Give as output the line that contains "For every instance of the cloud", followed by every remaining line of the entries, unchanged and with nothing added.

[Dataset — start]

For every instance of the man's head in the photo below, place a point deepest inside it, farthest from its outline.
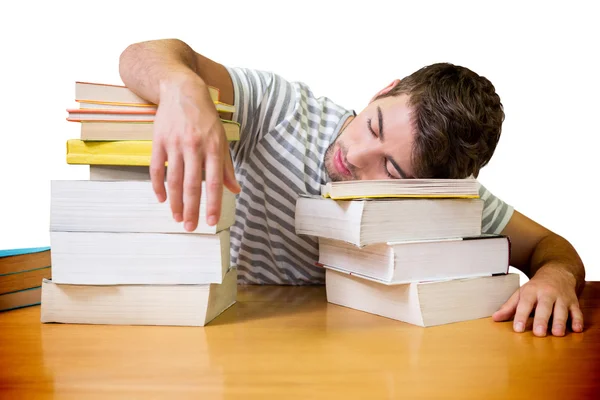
(442, 121)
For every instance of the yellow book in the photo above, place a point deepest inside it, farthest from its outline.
(112, 152)
(402, 188)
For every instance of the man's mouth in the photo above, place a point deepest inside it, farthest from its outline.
(340, 166)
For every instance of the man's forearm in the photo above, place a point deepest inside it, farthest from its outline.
(145, 67)
(554, 252)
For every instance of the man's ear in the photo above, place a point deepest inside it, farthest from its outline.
(386, 89)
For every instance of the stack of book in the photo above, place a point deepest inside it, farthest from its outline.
(21, 273)
(118, 256)
(411, 250)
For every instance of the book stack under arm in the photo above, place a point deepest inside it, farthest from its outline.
(118, 256)
(410, 250)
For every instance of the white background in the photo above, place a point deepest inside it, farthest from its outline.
(542, 58)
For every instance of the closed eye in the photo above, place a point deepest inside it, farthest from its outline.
(371, 128)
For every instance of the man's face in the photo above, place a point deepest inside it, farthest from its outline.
(376, 144)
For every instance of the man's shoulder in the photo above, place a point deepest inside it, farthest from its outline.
(303, 97)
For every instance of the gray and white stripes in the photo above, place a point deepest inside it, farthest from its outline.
(285, 131)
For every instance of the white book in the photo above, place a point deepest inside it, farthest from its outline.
(125, 206)
(183, 305)
(424, 303)
(108, 258)
(121, 173)
(364, 222)
(391, 188)
(419, 260)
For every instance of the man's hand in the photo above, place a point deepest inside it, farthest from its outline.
(551, 292)
(190, 137)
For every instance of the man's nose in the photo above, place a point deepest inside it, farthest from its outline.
(362, 156)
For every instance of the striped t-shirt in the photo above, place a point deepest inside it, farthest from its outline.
(285, 131)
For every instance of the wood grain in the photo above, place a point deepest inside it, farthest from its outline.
(288, 342)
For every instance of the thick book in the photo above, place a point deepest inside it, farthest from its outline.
(174, 305)
(402, 188)
(108, 258)
(125, 206)
(414, 261)
(363, 222)
(123, 130)
(425, 303)
(102, 93)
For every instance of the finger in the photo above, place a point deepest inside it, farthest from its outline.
(157, 170)
(527, 301)
(576, 317)
(507, 310)
(175, 184)
(192, 187)
(229, 179)
(543, 311)
(214, 181)
(559, 319)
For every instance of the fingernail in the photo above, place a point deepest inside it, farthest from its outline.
(558, 329)
(540, 330)
(519, 327)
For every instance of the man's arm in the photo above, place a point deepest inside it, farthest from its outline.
(188, 133)
(556, 274)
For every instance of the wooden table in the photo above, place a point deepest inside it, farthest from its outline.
(287, 343)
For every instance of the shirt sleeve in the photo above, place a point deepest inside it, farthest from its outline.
(263, 100)
(496, 213)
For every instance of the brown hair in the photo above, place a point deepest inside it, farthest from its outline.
(458, 119)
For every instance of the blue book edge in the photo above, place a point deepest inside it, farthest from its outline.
(24, 250)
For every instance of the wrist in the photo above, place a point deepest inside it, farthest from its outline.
(563, 271)
(175, 81)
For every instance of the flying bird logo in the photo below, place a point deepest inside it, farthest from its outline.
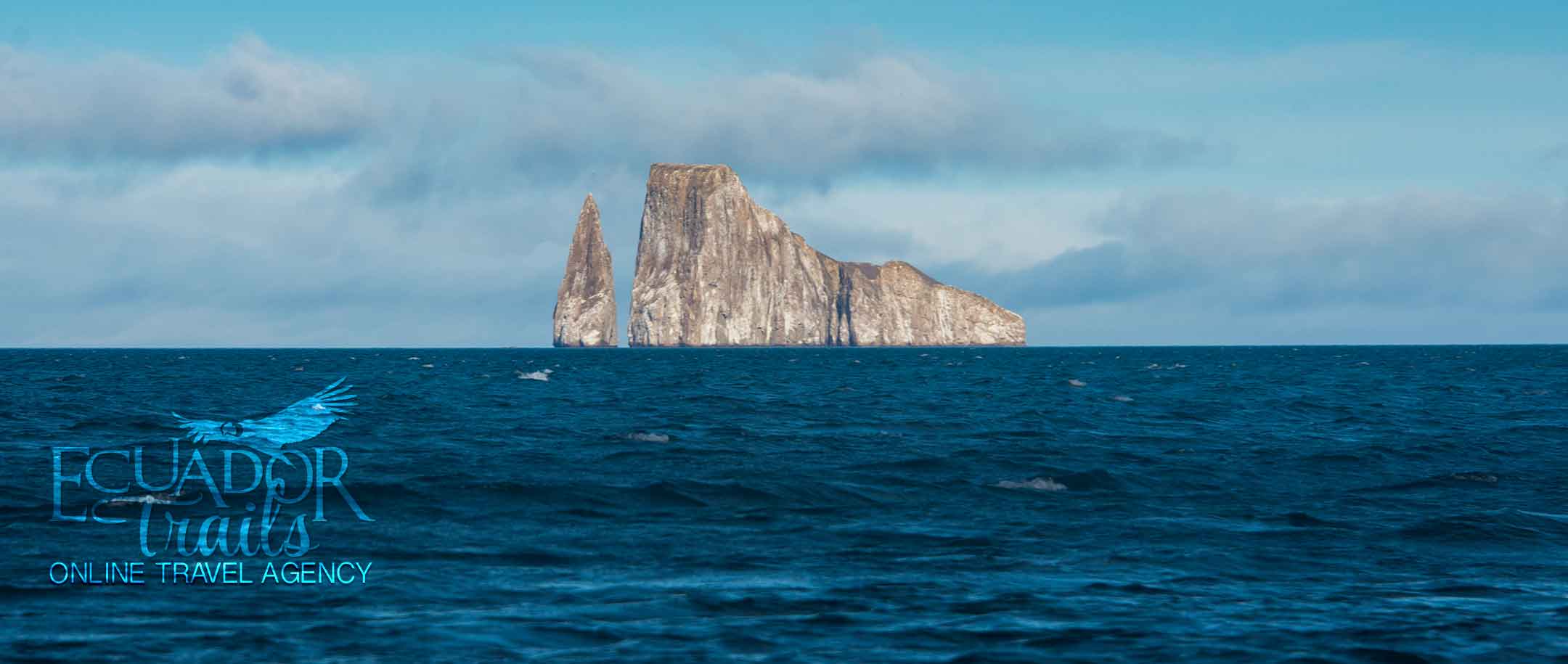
(297, 423)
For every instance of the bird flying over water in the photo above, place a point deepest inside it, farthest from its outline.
(300, 422)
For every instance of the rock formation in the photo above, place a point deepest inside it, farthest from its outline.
(585, 303)
(714, 269)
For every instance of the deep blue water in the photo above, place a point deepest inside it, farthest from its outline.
(835, 504)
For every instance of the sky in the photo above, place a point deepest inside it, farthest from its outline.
(388, 174)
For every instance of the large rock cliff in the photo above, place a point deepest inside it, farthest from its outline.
(714, 269)
(585, 303)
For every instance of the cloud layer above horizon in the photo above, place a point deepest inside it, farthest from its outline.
(261, 197)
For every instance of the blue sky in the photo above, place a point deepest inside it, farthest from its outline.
(386, 174)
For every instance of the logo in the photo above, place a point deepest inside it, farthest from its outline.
(297, 423)
(231, 489)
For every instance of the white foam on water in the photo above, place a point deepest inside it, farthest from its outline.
(648, 438)
(1039, 484)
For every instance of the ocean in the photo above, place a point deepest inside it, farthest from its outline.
(1327, 503)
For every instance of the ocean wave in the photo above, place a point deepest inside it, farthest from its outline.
(1039, 484)
(648, 438)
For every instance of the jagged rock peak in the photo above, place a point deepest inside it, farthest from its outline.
(585, 303)
(714, 269)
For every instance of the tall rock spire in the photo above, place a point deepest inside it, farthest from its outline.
(585, 303)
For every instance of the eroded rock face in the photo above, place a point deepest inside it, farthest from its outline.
(585, 303)
(714, 269)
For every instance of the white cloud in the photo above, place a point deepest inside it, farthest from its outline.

[Dataset — finish]

• **Reply**
For every instance of the cloud layer above horizon in the photo above, place a point deepest inside it, farthest from its outline.
(261, 197)
For every instance of the blue sky in the photo above, place a point deepest inside it, farthest from its outline.
(386, 174)
For every instance of the logo in the photo above, place a point deepest inside it, farthest from its outline.
(297, 423)
(231, 489)
For every instance of the white foam on water in the photo above, place a point deepest inside it, farthest from its outline.
(648, 438)
(1039, 484)
For every instance of the ocean in the photo above, place a point deepest inside it, farthest from its outline.
(1327, 503)
For every instance of the ocean wave in the photo above, place a point deepest inside it, farthest from its outline.
(1039, 484)
(648, 438)
For every instance of the jagged rock peak in the photo above, place a point deepest inside it, farthest from its outline.
(585, 303)
(714, 269)
For every instance of the tall rock spire in the photo above, place a point deepest inside it, farthest from its outline.
(585, 303)
For every instance of the eroded rock face in the photo above, place a point deepest inside it, farthest from its outline.
(585, 303)
(714, 269)
For every instance of the white cloud in the photo above, place a point deepest inside it, farthest from its outline.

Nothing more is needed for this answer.